_Assigned task A_. Reproduce the stretch of the cookbook review from "Norene Gilletz" through "Ten Speed Press." word for word.
_Assigned task B_. Carry on the review of Jewish Home Cooking from the point where it stops.

_Source extract_.
┄┄┄┄┄┄┄┄┄┄┄┄┄┄┄┄┄┄┄┄

Norene Gilletz
Reprinted with permission from Arthur Schwartz's Jewish Home Cooking:
Yiddish Recipes Revisited by Arthur Schwartz, copyright © 2008.
Published by Ten Speed Press.
Photo credit: Ben Fink © 2008"Food can connect us to our past. In fact,
food is often our very last and only connection to our pasts, enduring
long after the old language has been forgotten and other traditions
have died. There’s many a Jew, for instance, who identifies as a Jew
mainly through his or her love of pastrami, or potted brisket, or
chicken soup with matzo balls."
In his poignant introduction, Arthur Schwartz invites his readers to
join him on a wonderful, mouth-watering and sentimental journey through
the memory-filled pages of his newest cookbook, Jewish Home Cooking:
Yiddish Recipes Revisited (Ten Speed Press, $35, color photographs by
Ben Fink).
The book features nearly 100 authentic recipes for appetizers, soups,
side dishes, meat main courses, dairy main courses, Passover dishes,
baked goods and desserts. Schwartz embellishes simple ingredients with
the wonderful stories behind the recipes and the people who have cooked
and eaten them. The recipes are primarily Ashkenazic
(Eastern-European), with adjustments and updates for how we eat today.
The Passover chapter of Jewish Home Cooking includes many of his
childhood memories, including removing the regular dishes and pots down
to the basement and carrying all the Passover dishes and pots back
upstairs. This was his job - and he hated it! Arthur recalls: “We
didn’t have carp swimming in the bathtub. My grandmother went to an
old, reliable fish market where she could pick out the live fish from a
big cement tank. I can still see her climbing the step up to the tank
in her spiked heels, and with her long, well-manicured index finger,
pointing to the specimen she wanted, then having the fish scaled and
filleted on the spot. Of course, she kept the fish’s head, tail, and
bones to make the broth that would later jell around her fish patties.”

┄┄┄┄┄┄┄┄┄┄┄┄┄┄┄┄┄┄┄┄

_Listed entries_.
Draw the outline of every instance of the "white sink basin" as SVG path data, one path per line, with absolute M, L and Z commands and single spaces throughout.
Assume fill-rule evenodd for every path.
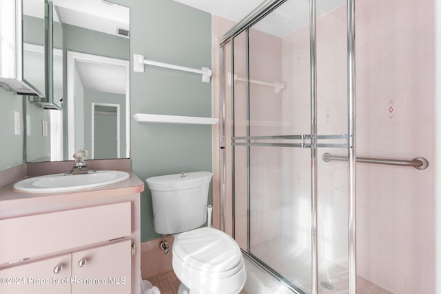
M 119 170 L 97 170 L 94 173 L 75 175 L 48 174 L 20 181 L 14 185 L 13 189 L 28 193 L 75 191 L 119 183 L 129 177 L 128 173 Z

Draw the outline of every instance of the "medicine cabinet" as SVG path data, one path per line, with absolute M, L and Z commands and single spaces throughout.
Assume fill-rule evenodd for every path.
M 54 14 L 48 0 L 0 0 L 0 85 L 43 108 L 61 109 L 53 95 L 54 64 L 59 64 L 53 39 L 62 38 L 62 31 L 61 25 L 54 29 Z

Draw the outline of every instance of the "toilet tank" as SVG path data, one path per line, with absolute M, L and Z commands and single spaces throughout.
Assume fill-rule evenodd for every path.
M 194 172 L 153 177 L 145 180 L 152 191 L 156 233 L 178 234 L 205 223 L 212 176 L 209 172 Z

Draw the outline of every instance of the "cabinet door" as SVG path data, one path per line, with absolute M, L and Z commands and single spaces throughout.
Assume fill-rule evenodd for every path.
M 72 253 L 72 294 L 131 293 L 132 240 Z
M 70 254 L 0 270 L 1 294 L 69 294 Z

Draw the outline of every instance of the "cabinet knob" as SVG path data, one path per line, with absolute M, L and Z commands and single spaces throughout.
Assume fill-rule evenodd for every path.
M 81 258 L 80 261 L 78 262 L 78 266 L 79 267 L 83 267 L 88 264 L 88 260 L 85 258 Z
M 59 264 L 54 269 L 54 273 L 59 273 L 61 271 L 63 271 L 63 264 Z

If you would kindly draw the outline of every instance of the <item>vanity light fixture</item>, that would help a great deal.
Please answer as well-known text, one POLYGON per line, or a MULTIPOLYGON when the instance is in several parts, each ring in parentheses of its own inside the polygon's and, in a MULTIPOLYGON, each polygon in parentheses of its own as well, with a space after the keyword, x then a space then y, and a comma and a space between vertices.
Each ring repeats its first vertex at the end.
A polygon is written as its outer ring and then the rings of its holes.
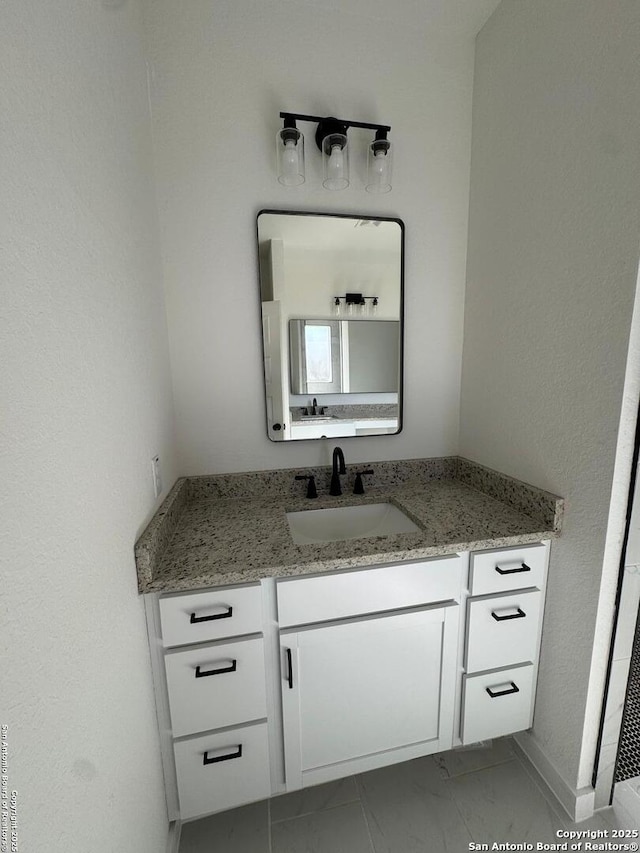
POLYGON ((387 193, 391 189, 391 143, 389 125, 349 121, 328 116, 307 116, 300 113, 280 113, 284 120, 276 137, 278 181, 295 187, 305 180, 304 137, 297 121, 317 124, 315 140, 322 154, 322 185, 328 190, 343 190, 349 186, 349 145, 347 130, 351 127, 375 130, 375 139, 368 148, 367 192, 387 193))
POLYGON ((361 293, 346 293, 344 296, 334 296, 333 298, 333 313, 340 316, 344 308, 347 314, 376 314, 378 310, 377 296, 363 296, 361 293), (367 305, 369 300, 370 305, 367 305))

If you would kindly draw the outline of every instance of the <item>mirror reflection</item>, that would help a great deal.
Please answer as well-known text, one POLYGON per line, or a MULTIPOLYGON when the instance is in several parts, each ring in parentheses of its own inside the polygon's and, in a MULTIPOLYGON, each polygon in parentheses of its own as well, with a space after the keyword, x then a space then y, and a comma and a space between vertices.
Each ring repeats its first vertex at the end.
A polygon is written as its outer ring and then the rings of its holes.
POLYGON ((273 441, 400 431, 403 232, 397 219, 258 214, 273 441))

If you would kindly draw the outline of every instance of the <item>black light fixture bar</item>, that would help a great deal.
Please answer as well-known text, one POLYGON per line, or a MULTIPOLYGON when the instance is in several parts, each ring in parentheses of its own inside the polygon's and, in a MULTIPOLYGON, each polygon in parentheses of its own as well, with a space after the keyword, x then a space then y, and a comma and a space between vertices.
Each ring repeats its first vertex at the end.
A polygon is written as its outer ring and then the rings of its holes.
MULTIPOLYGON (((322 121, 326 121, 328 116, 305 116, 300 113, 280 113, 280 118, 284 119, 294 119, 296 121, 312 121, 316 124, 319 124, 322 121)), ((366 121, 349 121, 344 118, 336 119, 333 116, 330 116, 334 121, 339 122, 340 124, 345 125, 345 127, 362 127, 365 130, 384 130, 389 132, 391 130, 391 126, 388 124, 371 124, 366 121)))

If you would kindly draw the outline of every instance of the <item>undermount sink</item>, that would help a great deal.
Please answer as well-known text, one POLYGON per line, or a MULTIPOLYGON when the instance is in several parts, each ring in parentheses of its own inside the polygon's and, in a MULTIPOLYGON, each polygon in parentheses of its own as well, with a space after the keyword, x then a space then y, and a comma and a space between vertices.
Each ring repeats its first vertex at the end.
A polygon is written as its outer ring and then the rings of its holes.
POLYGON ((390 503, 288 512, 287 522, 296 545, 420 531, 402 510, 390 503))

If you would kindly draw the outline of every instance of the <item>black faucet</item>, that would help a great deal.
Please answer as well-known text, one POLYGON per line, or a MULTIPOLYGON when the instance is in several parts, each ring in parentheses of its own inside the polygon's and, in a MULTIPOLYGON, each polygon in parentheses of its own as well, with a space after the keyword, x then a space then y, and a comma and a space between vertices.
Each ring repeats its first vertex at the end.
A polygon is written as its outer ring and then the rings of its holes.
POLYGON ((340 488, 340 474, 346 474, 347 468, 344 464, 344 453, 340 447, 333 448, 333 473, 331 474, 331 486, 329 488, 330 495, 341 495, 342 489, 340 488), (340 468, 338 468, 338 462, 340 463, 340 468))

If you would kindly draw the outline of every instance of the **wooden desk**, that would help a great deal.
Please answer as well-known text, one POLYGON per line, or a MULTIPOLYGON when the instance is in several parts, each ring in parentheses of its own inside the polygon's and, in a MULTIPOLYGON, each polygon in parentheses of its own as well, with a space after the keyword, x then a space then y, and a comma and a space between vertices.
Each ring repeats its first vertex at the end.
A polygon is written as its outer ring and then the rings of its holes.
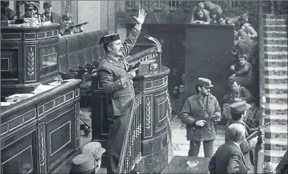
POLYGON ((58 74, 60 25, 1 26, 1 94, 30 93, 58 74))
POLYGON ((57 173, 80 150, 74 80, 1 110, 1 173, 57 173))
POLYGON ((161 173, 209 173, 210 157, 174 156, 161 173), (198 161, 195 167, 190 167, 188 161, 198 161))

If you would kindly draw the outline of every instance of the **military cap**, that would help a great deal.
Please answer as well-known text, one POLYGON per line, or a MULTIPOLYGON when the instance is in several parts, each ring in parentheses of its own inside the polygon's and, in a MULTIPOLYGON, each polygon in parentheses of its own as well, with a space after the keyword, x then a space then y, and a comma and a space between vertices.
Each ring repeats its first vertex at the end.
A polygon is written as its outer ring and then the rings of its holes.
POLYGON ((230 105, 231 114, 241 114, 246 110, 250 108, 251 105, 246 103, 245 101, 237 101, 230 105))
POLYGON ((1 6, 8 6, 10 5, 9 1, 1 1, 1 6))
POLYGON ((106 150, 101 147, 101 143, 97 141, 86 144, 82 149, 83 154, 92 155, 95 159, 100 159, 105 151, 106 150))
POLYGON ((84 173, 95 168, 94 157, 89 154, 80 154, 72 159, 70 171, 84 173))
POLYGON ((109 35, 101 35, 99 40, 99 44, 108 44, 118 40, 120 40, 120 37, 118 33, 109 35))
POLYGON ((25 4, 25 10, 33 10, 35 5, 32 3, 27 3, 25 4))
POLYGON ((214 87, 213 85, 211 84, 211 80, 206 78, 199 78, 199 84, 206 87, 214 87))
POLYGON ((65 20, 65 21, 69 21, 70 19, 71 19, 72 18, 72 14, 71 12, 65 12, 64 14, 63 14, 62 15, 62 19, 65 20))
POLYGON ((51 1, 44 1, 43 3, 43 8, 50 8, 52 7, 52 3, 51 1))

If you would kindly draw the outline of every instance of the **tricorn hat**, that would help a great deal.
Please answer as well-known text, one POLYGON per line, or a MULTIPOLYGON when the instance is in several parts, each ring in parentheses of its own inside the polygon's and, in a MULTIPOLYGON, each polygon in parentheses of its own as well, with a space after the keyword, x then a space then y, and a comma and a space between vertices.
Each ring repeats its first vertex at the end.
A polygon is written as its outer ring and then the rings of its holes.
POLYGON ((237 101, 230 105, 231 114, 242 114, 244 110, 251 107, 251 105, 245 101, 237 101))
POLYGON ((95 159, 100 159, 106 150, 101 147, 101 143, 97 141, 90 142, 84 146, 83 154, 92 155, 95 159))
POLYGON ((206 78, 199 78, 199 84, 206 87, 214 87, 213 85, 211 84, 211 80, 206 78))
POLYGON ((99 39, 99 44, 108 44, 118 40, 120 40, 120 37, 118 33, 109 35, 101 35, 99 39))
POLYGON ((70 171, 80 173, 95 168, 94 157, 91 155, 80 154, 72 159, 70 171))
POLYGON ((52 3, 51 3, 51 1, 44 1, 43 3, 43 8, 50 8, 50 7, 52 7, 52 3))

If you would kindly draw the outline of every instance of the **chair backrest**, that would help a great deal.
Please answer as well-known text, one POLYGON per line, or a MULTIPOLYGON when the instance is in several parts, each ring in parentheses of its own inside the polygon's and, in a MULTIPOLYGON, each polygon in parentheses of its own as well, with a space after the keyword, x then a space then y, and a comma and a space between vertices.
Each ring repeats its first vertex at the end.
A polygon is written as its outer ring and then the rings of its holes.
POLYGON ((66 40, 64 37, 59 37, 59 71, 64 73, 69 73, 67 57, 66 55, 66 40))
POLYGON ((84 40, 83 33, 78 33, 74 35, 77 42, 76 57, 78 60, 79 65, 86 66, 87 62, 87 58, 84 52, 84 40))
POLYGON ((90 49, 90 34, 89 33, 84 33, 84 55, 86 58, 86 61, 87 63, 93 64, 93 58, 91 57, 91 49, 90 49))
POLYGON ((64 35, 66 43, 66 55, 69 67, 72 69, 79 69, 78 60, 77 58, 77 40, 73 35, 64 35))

┄┄┄┄┄┄┄┄┄┄┄┄┄┄┄┄┄┄┄┄

_Reply A_.
Norene Gilletz
Reprinted with permission from Arthur Schwartz's Jewish Home Cooking:
Yiddish Recipes Revisited by Arthur Schwartz, copyright © 2008.
Published by Ten Speed Press.

_Reply B_.
The chapter devoted to Passover starts with the story of the holiday,
including an explanation of how matzo is made. Schwartz writes, “Most
commercial matzo is baked within seven minutes of being mixed with
water, but the mixing equipment must be steam-washed between batches to
ensure that no fermentation occurs.”
He includes his favorite Passover recipes, along with accompanying
memories that will tug at your heartstrings, adding their own special
‘tam’ (flavor). Recipes include Matzo Brei (fried matzo), Matzo Farfel
Kugel, Matzo Meal Latkes, Cottage Cheese Chremslach, My Family’s
Passover Walnut Cake, Passover Mandelbread (from his mother’s
handwritten recipe), Matzo Buttercrunch, Dried Fruit Compote,
Wine-Poached Pears, and Ingberlach (his grandmother’s delicious matzo
farfel candy made with honey and ginger).
Elsewhere in Arthur Schwartz’s Jewish Home Cooking are the recipes for
some of the most popular Passover dishes, including brisket, chicken,
and the special Passover borscht that was made with rosle, the juice of
fermented beets. Schwartz also includes his schmaltz-filled memories of
chicken fat rendering on the stove. Schmaltz was the most important
cooking fat in old-time Jewish kitchens. He writes: “Although we rarely
fry with it today, preferring less saturated vegetable oils, it is
still a necessity for flavor. What are knaidlach without it? Just any
old dumplings.”
Recipes are reprinted with permission from Arthur Schwartz's Jewish
Home Cooking: Yiddish Recipes Revisited by Arthur Schwartz, copyright ©
2008. Published by Ten Speed Press.
ARTHUR SCHWARTZ’S GEFILTE FISH
Gefilte means "stuffed" in Yiddish. Nowadays, this iconic Jewish dish
is fashioned into single-portion oval cakes and sometimes into
"party-sized" loaves or tiny "cocktail balls." But originally, gefilte
fish was packed back into the fish skin from whence the fish flesh
came. For all the Borscht Belt jokes about its bad aroma, its gray
color, and its too-often fishy flavor, when gefilte fish is well made,
it is actually the most refined of Yiddish fare, a very highly
manipulated way to serve freshwater fish elegantly, without their many
bones. And it was meant to be fancy, because it was devised to be
served on very festive occasions.
Once the fish's flesh is carefully separated from the bones, head, and
tail, it is ground or chopped into a paste, seasoned well, possibly
extended with a starchy ingredient (matzo meal and potatoes are the
most usual), bound with eggs, then poached in a broth so rich in
protein it jells when chilled.
Gefilte fish is the traditional Ashkenazic way to begin the Friday
night Shabbos dinner. Sephardim have other fish preparations, but it is
custom among all Jews to begin the Sabbath meal, the Passover seder,
the Rosh Hashanah dinner, and, actually, any celebratory meal, with a
fish course. As in Chinese tradition, fish symbolize prosperity and
fertility. In some traditions, the head of the family is supposed to be
served the head of the fish, and it still is the custom of some Jews,
especially for Rosh Hashanah.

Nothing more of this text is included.